REQUIREMENTS:
a. Translate into Spanish this sentence from the passage on religious rhetoric: "We don't have the rhetorical arms race you seem to have in America."
b. Write out the part of the passage on religious rhetoric starting at "It may be true" and ending at "on the population.".

TEXT SEGMENT:

────────

It may be true for the secular, pluralistic society you live in, but it certainly isn't ture in the secular, pluralistic society I live in. Here in Germany, agnostics and atheists acknowledge that even if you don't believe in the substance of the Bible, it is still a cornucopia of quotes -- just like anything written by Homer, Shakespeare, or Goethe. Why not make use of this cornucopia? On the other hand, we have nothing like your Religious Right, so heathens like me and devoted Christians like our president Rau can talk with each other in a civil and relaxed tone. We don't have the rhetorical arms race you seem to have in America.

Setanta wrote:
The modern historical "take" on the "great awakening" of the early 18th century in America is that it was a wide-spread phenomenon (it was not) and that it had profound and benign effect on the population.

I don't know about benign, but Encyclopaedia Britannica, in its American History article, does give the impression that it was widespread, at least in the South. Can you give me your source stating it was not widespread?

────────

SUPPLIED DATA:
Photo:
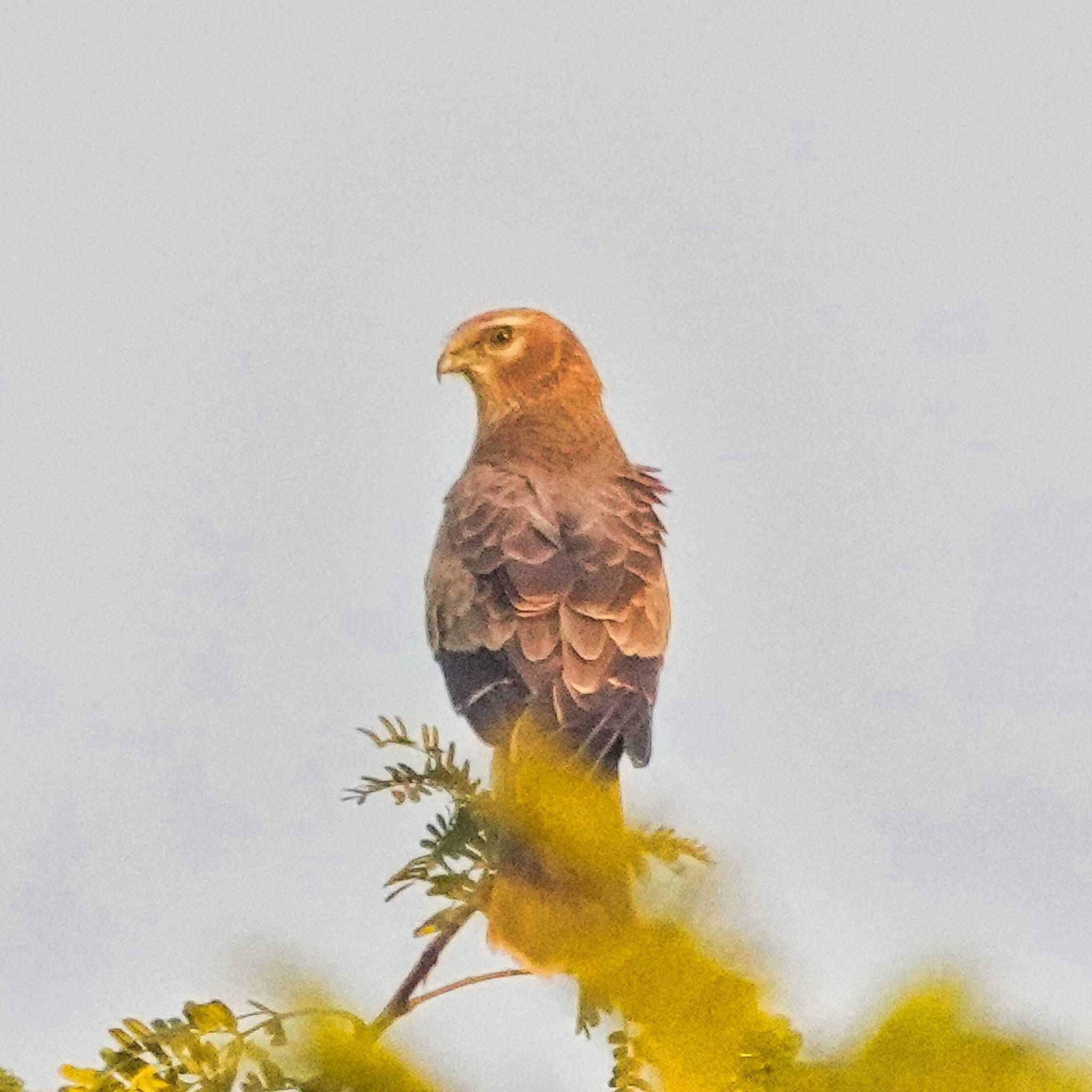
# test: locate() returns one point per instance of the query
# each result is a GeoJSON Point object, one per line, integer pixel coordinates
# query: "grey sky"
{"type": "Point", "coordinates": [832, 262]}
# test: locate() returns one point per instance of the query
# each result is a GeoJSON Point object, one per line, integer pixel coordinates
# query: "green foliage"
{"type": "Point", "coordinates": [9, 1082]}
{"type": "Point", "coordinates": [689, 1020]}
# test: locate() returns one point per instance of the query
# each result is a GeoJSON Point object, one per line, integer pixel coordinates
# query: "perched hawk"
{"type": "Point", "coordinates": [547, 592]}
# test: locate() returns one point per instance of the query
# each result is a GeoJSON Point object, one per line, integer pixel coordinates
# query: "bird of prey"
{"type": "Point", "coordinates": [547, 590]}
{"type": "Point", "coordinates": [548, 611]}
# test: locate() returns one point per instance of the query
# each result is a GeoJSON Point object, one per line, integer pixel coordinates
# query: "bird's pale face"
{"type": "Point", "coordinates": [513, 358]}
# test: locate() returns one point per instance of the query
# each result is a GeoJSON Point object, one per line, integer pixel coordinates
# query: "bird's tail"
{"type": "Point", "coordinates": [563, 888]}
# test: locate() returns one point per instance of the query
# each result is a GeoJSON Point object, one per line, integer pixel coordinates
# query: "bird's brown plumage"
{"type": "Point", "coordinates": [547, 590]}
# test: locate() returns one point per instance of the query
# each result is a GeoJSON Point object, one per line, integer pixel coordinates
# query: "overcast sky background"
{"type": "Point", "coordinates": [832, 260]}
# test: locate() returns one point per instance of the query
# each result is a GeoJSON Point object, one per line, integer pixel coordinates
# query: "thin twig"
{"type": "Point", "coordinates": [421, 998]}
{"type": "Point", "coordinates": [400, 1004]}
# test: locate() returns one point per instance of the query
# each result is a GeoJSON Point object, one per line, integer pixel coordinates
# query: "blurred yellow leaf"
{"type": "Point", "coordinates": [82, 1078]}
{"type": "Point", "coordinates": [212, 1016]}
{"type": "Point", "coordinates": [148, 1080]}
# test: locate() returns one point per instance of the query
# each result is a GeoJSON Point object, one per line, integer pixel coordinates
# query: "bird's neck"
{"type": "Point", "coordinates": [552, 435]}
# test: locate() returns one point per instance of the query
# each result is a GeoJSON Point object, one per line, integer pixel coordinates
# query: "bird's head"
{"type": "Point", "coordinates": [518, 358]}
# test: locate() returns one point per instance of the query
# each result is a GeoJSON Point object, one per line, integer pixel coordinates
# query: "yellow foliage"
{"type": "Point", "coordinates": [932, 1042]}
{"type": "Point", "coordinates": [548, 856]}
{"type": "Point", "coordinates": [346, 1052]}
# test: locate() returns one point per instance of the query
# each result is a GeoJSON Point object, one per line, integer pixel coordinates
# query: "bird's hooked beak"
{"type": "Point", "coordinates": [449, 364]}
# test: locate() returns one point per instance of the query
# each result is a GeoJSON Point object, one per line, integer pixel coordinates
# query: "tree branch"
{"type": "Point", "coordinates": [401, 1004]}
{"type": "Point", "coordinates": [511, 973]}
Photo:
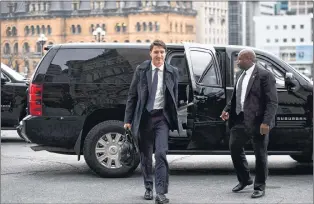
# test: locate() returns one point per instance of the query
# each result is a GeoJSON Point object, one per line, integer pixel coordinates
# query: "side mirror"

────────

TASK-BY-TASK OUTPUTS:
a. No tenemos la carrera armamentista retórica que ustedes parecen tener en Estados Unidos.

b.
It may be true for the secular, pluralistic society you live in, but it certainly isn't ture in the secular, pluralistic society I live in. Here in Germany, agnostics and atheists acknowledge that even if you don't believe in the substance of the Bible, it is still a cornucopia of quotes -- just like anything written by Homer, Shakespeare, or Goethe. Why not make use of this cornucopia? On the other hand, we have nothing like your Religious Right, so heathens like me and devoted Christians like our president Rau can talk with each other in a civil and relaxed tone. We don't have the rhetorical arms race you seem to have in America.

Setanta wrote:
The modern historical "take" on the "great awakening" of the early 18th century in America is that it was a wide-spread phenomenon (it was not) and that it had profound and benign effect on the population.